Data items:
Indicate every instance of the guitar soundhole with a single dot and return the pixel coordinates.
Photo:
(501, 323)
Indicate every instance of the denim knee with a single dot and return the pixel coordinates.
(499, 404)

*OBJECTIVE*: Put every line of the items above into a Markdown table with the columns No. and Line. Number the rows in order and leave out any blank lines.

*FINISHED EXERCISE*:
| No. | Line |
|---|---|
| 1 | Indicate every instance of the guitar soundhole with a single dot and return the pixel coordinates. |
| 2 | Photo: |
| 3 | (501, 323) |
| 4 | Indicate every instance of the denim knee with a single dot and return the pixel coordinates. |
| 5 | (499, 404) |